Stated problem | Count the lines in the rows below that contain the string "item", treating uppercase and lowercase as different, and give only the number.

Dataset content |
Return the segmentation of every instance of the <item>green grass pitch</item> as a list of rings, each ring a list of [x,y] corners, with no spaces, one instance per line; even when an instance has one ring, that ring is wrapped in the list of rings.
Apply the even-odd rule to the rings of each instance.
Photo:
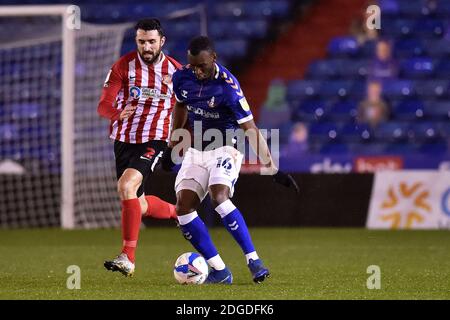
[[[141,230],[136,273],[103,268],[118,253],[120,230],[1,230],[0,299],[449,299],[450,232],[253,228],[272,277],[256,285],[226,230],[212,229],[234,284],[182,286],[175,259],[192,251],[177,228]],[[66,287],[67,267],[81,269],[81,289]],[[370,265],[381,289],[366,286]]]

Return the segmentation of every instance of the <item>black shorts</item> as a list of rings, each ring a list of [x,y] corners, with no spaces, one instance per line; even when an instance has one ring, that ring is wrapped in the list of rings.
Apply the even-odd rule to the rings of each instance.
[[[120,179],[128,168],[136,169],[142,173],[144,179],[137,191],[139,198],[144,193],[145,179],[155,170],[166,147],[167,142],[161,140],[151,140],[140,144],[116,140],[114,142],[114,156],[116,158],[117,179]]]

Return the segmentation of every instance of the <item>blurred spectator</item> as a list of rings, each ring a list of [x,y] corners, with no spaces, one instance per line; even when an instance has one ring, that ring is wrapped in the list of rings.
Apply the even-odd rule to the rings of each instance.
[[[398,64],[392,58],[392,45],[388,40],[379,40],[375,47],[375,58],[369,68],[369,81],[383,81],[398,76]]]
[[[378,81],[371,81],[367,85],[367,98],[358,105],[357,121],[367,123],[372,128],[388,120],[389,107],[381,96],[382,86]]]
[[[281,79],[274,79],[268,89],[258,119],[258,127],[280,129],[280,139],[286,141],[289,135],[290,110],[286,101],[286,84]]]
[[[376,1],[370,1],[371,3],[367,3],[364,6],[364,10],[361,12],[361,15],[358,18],[353,19],[352,24],[350,26],[350,34],[353,35],[358,41],[360,46],[363,46],[367,41],[374,41],[378,38],[378,30],[377,29],[369,29],[367,27],[367,18],[370,16],[370,13],[366,12],[366,8]]]
[[[302,122],[297,122],[292,126],[289,142],[281,148],[281,156],[301,155],[308,150],[308,127]]]

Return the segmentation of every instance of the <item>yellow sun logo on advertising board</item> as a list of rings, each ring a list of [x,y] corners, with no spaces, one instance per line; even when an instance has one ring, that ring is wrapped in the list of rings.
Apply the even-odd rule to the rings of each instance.
[[[414,223],[420,224],[431,213],[431,206],[427,202],[429,195],[420,182],[411,185],[400,182],[396,189],[390,186],[387,199],[381,204],[381,209],[388,213],[382,214],[380,219],[390,222],[391,229],[411,229]],[[408,209],[402,210],[404,207]]]

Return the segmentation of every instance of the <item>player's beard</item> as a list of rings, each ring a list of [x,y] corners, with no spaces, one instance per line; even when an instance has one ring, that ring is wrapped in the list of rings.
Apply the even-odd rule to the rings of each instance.
[[[138,52],[139,52],[139,55],[141,56],[142,60],[143,60],[146,64],[153,64],[153,63],[155,63],[155,61],[158,61],[158,59],[160,58],[160,56],[161,56],[161,51],[162,51],[162,48],[159,47],[159,50],[156,51],[156,52],[151,56],[151,58],[146,58],[146,57],[144,57],[145,52],[143,52],[143,53],[140,53],[139,51],[138,51]]]

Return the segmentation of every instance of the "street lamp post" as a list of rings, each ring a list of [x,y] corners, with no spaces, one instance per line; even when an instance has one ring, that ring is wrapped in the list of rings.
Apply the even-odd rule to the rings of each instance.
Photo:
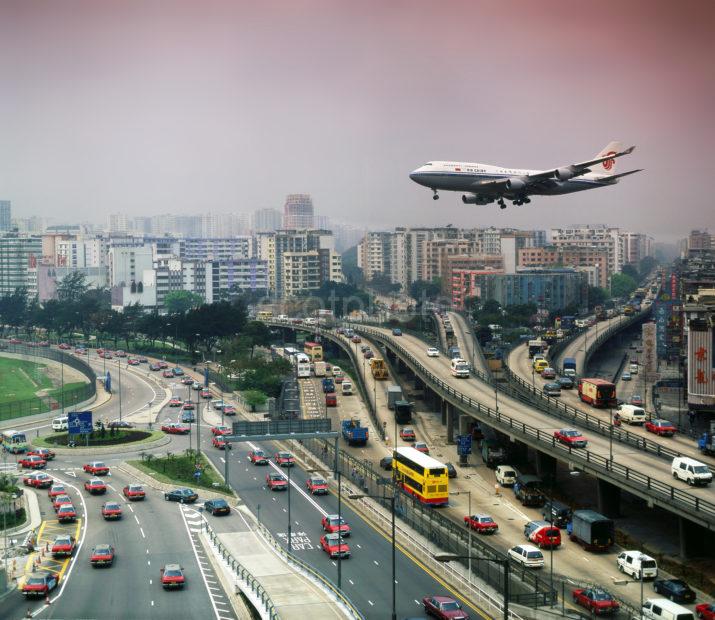
[[[397,499],[397,495],[395,495],[395,490],[393,489],[392,495],[390,497],[384,497],[381,495],[362,495],[359,493],[351,493],[348,495],[350,499],[362,499],[362,498],[371,498],[371,499],[389,499],[390,500],[390,512],[392,513],[392,615],[390,616],[391,620],[397,620],[397,599],[396,597],[396,589],[395,589],[395,500]]]
[[[456,555],[454,553],[442,553],[433,556],[438,562],[451,562],[453,560],[478,560],[480,562],[493,562],[501,564],[504,570],[504,620],[509,620],[509,560],[501,558],[481,558],[471,555]]]

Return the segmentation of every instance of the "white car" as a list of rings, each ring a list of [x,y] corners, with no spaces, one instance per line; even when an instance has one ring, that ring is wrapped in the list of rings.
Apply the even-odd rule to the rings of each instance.
[[[517,545],[509,549],[507,555],[526,568],[544,566],[544,554],[534,545]]]
[[[503,487],[512,487],[516,482],[516,470],[511,465],[499,465],[495,472],[497,482]]]

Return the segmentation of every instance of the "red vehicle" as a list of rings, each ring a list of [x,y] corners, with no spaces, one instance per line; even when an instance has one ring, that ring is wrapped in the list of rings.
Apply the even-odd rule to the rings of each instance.
[[[183,588],[186,583],[183,566],[178,564],[165,564],[161,569],[161,587],[165,590],[169,588]]]
[[[231,449],[231,442],[227,441],[223,435],[214,435],[211,438],[211,445],[219,450]]]
[[[58,536],[57,538],[55,538],[55,542],[52,543],[51,552],[52,555],[55,557],[67,557],[72,555],[75,546],[76,541],[74,539],[74,536],[63,534],[62,536]]]
[[[489,515],[467,515],[464,524],[479,534],[496,534],[499,525]]]
[[[105,521],[122,518],[122,507],[117,502],[107,502],[102,505],[102,516]]]
[[[191,429],[188,426],[179,424],[178,422],[162,424],[161,430],[169,435],[188,435],[191,432]]]
[[[311,495],[328,494],[328,483],[325,478],[322,478],[321,476],[310,476],[310,478],[305,481],[305,486],[308,488]]]
[[[283,474],[271,472],[266,476],[266,486],[271,491],[286,491],[288,490],[288,480]]]
[[[34,450],[30,450],[30,452],[27,453],[27,456],[39,456],[41,459],[51,461],[55,458],[55,453],[48,448],[35,448]]]
[[[26,467],[27,469],[44,469],[47,467],[47,461],[41,456],[24,456],[18,463],[20,467]]]
[[[47,491],[47,497],[50,499],[54,499],[60,495],[67,495],[67,490],[65,489],[64,484],[55,483],[50,487],[49,491]]]
[[[295,458],[290,452],[276,452],[273,459],[279,467],[293,467]]]
[[[586,438],[573,428],[562,428],[555,431],[554,439],[571,448],[585,448],[588,445]]]
[[[324,531],[328,532],[328,534],[340,533],[343,538],[350,536],[350,526],[345,522],[343,517],[339,517],[338,515],[328,515],[323,517],[320,521],[320,525],[323,527]]]
[[[323,534],[320,537],[320,546],[331,560],[350,557],[350,547],[343,542],[343,537],[340,534]]]
[[[107,492],[107,485],[99,478],[92,478],[84,483],[84,490],[89,491],[92,495],[102,495]]]
[[[268,465],[268,457],[263,450],[252,450],[248,453],[248,460],[254,465]]]
[[[92,566],[111,566],[114,562],[114,547],[112,545],[97,545],[92,549],[89,563]]]
[[[59,573],[37,571],[27,576],[22,586],[22,593],[28,598],[31,596],[47,596],[57,587],[59,582]]]
[[[442,620],[469,620],[459,603],[450,596],[425,596],[422,605],[428,616]]]
[[[131,502],[138,502],[146,497],[146,492],[141,484],[128,484],[122,489],[122,494]]]
[[[573,602],[585,607],[596,616],[618,612],[620,605],[608,592],[600,588],[579,588],[571,593]]]
[[[49,474],[44,471],[37,471],[31,474],[25,474],[22,477],[22,484],[26,487],[33,487],[35,489],[49,489],[54,480]]]
[[[675,426],[668,420],[648,420],[645,429],[661,437],[672,437],[676,432]]]
[[[57,520],[60,523],[77,520],[77,511],[72,504],[63,504],[57,509]]]
[[[415,431],[411,428],[401,428],[400,429],[400,439],[403,441],[414,441],[417,439],[415,436]]]
[[[604,379],[579,379],[578,396],[592,407],[615,407],[616,386]]]
[[[62,495],[57,495],[52,498],[52,507],[55,509],[55,512],[57,512],[60,509],[60,506],[64,506],[65,504],[71,504],[72,503],[72,498],[67,495],[67,493],[64,493]]]
[[[92,461],[91,463],[85,463],[82,467],[84,471],[93,476],[106,476],[109,473],[109,467],[107,467],[101,461]]]

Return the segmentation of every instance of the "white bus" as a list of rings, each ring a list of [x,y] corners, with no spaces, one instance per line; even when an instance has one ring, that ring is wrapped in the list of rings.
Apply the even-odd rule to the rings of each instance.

Exercise result | 5